• _REQUIRED ACTION_: Edit the passage on discrimination: rewrite the part that begins with "Human beings are" and ends with "system from within.", replacing "system" with "order".

• _READING TEXT_:
When we hear the word “discrimination” we often associate it with the concept of racial prejudice, the act of hate based purely on skin color or ethnicity. Multiple generations of westerners have been conditioned over the years to treat discrimination as an anathema to civilization – A net negative. But is all discrimination “unjust,” or is it sometimes necessary to keep civilization safe and intact?
Every person on Earth discriminates in one way or another because it’s a survival imperative, but let me clarify what I mean when I use the term. I argue that discrimination is simply the act of refusing to associate with another person or group, and this is often NOT based merely on skin color or differences in appearance. In reality, most discrimination is rooted in personal safety and cultural security.
Human beings are tribal, there’s no way around this biological imperative and it will never change. Tribalism is based on physical safety, but also ideological safety. Human beings form tribes and kingdoms and nations and borders because they have a particular set of values, religious beliefs and cultural norms that they want to maintain and protect. They have found a system that works for them and that keeps their society from imploding, and they want to ensure that there is no sabotage of that system from within.
Hence, the need for suspicion and discrimination when a tribe is faced with outsiders that champion a hostile or contrary ideal. The threat of being subsumed and destroyed by another tribe’s culture has been a motivator for discrimination since human history began.
Another factor is the discrimination of certain behaviors. Human tribes learned long ago that destructive people are sometimes born and no amount of social pressure can make them different. Psychopaths, some sociopaths, narcopaths, the severely mentally ill, etc. cannot be allowed to thrive within a tribe or they will eventually cause great harm. The tribe could even break apart and die out.

Stored data
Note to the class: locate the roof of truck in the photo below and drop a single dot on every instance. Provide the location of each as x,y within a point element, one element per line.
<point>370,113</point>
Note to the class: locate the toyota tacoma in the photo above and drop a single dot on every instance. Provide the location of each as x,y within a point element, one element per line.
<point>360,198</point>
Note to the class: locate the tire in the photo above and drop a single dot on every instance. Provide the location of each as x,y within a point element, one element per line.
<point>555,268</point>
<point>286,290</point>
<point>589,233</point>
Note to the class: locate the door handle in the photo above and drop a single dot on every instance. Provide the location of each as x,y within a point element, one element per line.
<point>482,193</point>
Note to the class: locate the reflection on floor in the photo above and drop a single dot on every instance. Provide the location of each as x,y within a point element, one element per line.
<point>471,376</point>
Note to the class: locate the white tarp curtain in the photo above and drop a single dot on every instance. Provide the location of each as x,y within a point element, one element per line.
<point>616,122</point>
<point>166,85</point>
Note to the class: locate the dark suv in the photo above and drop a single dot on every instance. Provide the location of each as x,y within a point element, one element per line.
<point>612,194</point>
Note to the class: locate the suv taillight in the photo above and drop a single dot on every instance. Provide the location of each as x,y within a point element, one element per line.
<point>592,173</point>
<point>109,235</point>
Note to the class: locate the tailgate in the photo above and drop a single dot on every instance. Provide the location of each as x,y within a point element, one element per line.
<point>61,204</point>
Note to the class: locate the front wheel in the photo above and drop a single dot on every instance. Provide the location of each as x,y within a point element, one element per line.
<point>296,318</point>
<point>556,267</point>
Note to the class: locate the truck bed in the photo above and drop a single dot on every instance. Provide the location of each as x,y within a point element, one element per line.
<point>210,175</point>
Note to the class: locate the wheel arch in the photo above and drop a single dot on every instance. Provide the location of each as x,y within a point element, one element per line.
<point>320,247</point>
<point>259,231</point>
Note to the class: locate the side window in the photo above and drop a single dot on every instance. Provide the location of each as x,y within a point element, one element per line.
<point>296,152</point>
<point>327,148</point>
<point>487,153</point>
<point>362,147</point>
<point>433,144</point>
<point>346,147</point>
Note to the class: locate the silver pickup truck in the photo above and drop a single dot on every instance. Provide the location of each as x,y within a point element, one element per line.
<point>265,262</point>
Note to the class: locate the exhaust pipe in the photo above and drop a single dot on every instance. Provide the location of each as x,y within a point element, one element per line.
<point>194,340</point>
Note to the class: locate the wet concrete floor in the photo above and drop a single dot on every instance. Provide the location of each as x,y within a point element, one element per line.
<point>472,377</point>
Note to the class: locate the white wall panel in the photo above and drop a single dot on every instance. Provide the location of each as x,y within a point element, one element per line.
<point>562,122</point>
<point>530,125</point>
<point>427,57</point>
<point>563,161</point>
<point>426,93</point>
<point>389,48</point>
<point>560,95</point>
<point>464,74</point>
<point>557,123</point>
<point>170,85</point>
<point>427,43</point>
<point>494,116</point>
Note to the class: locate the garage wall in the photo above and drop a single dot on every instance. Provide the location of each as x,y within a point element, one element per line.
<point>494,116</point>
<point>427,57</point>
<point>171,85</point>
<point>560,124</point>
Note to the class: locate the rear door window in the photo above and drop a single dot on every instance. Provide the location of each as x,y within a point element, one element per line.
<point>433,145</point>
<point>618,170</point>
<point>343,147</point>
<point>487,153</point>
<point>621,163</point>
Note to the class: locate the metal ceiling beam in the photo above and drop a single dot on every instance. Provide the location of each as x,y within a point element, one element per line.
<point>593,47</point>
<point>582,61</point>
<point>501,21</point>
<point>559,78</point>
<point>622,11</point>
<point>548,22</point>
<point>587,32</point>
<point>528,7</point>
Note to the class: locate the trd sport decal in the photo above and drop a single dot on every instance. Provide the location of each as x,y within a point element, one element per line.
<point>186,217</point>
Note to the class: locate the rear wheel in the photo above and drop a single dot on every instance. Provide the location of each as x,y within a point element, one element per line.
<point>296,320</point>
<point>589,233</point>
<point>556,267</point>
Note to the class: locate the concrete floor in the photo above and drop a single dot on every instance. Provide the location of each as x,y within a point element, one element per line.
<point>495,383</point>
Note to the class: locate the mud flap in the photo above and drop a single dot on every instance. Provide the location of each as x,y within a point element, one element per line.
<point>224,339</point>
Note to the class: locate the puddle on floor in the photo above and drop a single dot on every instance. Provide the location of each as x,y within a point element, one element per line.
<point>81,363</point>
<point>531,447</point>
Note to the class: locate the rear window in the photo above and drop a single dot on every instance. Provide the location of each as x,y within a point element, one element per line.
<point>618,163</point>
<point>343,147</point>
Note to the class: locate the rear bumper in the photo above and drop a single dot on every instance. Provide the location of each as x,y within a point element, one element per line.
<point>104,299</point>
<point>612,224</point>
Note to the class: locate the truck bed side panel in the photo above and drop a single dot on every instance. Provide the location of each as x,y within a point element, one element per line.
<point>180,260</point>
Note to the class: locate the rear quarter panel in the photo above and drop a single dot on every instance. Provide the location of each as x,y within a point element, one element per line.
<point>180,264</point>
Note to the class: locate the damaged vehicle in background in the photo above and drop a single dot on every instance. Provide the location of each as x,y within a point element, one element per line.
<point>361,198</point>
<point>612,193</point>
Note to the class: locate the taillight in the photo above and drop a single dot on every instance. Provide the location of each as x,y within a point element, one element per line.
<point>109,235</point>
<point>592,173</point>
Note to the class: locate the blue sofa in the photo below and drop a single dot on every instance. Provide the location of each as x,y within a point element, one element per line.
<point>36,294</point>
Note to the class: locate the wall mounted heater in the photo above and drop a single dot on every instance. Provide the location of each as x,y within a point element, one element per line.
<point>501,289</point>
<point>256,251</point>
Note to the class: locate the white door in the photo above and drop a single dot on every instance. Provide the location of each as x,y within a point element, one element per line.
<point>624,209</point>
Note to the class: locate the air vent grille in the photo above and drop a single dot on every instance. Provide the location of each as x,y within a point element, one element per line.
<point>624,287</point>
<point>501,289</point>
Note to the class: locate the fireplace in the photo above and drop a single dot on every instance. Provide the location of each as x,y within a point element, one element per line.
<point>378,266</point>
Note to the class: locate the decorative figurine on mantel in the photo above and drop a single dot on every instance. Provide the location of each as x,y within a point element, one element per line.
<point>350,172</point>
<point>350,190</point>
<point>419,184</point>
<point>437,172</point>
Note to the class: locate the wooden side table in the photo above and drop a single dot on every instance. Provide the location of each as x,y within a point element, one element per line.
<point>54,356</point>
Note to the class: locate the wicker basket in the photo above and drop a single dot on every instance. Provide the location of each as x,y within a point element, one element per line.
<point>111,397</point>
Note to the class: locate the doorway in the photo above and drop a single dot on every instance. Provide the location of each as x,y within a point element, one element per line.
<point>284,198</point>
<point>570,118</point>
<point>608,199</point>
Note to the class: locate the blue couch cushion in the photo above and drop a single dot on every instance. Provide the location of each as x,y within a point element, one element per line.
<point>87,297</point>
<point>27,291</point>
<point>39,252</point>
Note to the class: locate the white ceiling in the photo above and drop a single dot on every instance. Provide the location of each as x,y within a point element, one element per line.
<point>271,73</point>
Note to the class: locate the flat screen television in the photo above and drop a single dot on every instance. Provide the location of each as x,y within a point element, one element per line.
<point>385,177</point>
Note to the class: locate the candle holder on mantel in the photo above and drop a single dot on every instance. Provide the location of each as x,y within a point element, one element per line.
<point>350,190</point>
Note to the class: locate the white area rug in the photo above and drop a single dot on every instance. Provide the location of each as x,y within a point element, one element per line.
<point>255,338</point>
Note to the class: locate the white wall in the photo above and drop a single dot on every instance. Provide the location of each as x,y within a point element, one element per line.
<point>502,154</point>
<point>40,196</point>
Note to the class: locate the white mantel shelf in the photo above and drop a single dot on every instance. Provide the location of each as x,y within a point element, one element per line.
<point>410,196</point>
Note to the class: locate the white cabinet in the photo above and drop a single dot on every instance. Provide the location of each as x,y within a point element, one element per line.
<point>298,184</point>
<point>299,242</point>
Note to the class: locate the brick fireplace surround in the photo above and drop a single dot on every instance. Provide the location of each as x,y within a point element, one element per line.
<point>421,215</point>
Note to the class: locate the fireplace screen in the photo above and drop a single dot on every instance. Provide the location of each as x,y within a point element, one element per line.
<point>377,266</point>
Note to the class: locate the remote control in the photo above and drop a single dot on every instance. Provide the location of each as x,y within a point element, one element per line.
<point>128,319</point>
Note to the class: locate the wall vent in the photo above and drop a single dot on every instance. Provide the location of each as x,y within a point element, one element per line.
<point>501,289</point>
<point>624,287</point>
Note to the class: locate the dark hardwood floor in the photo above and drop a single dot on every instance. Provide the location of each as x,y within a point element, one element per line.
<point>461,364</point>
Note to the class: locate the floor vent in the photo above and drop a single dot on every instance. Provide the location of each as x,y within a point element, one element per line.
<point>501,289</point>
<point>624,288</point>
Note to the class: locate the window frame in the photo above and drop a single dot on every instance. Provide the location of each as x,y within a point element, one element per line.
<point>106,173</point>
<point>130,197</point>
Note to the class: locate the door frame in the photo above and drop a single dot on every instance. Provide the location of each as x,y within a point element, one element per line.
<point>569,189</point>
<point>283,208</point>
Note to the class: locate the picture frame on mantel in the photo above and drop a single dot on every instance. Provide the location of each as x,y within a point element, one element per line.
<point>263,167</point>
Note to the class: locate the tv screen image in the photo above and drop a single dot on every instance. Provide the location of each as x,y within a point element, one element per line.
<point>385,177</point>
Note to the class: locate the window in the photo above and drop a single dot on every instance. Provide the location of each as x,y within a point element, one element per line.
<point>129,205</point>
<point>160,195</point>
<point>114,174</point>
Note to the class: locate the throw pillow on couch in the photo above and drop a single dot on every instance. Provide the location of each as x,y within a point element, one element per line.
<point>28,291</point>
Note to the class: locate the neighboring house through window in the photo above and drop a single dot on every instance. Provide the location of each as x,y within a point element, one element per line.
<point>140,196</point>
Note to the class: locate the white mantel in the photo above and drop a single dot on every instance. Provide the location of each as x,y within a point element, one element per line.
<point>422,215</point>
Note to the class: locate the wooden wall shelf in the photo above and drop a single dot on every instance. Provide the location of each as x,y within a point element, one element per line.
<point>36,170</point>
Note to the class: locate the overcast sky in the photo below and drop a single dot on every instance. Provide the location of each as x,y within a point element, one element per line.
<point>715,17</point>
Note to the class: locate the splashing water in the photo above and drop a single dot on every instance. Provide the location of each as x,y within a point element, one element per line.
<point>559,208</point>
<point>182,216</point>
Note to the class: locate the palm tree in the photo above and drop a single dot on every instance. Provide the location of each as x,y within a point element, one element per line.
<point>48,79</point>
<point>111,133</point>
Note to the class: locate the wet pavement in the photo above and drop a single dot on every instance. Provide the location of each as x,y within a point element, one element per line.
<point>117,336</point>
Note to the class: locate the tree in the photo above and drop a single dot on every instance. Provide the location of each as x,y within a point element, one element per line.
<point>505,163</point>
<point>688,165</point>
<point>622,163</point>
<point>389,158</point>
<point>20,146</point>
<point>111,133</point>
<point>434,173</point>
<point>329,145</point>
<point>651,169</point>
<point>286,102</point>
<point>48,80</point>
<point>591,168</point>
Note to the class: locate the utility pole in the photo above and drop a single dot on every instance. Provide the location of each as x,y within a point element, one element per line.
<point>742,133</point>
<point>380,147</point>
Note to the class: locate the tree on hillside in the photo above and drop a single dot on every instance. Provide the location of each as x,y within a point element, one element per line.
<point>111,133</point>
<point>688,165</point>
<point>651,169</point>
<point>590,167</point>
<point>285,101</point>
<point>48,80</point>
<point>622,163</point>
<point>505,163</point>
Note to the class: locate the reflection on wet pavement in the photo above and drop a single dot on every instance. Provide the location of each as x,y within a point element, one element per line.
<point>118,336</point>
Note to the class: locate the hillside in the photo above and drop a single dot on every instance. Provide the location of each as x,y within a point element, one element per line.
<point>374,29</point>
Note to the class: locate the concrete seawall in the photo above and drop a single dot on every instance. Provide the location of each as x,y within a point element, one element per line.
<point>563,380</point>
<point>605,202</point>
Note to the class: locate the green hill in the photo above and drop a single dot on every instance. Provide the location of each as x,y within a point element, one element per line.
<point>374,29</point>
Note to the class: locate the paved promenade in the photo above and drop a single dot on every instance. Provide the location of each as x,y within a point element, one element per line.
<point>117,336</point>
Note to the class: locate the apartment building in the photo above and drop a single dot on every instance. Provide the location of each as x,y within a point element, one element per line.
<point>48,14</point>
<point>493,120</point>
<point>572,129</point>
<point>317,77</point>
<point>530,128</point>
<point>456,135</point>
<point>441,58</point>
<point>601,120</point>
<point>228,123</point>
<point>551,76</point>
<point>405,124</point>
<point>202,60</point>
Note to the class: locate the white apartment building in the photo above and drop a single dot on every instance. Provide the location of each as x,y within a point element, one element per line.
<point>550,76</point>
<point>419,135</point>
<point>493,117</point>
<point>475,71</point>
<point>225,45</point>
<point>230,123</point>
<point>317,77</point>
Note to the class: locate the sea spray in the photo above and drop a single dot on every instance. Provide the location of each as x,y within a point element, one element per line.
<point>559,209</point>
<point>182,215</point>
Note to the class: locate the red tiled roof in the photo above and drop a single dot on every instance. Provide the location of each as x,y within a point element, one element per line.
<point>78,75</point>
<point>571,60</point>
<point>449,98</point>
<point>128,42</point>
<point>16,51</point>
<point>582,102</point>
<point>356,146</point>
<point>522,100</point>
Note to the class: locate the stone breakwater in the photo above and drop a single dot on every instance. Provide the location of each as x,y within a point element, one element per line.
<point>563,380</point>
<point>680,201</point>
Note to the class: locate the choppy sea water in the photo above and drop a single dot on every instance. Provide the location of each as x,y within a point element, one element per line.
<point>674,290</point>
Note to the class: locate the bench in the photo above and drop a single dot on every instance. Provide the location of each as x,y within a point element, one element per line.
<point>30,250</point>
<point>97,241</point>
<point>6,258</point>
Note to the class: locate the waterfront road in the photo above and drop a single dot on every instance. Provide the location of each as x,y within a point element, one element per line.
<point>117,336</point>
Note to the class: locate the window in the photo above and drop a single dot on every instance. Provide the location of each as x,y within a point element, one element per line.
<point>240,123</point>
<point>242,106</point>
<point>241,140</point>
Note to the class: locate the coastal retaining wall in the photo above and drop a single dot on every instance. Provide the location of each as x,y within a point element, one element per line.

• _OUTPUT_:
Human beings are tribal, there’s no way around this biological imperative and it will never change. Tribalism is based on physical safety, but also ideological safety. Human beings form tribes and kingdoms and nations and borders because they have a particular set of values, religious beliefs and cultural norms that they want to maintain and protect. They have found a order that works for them and that keeps their society from imploding, and they want to ensure that there is no sabotage of that order from within.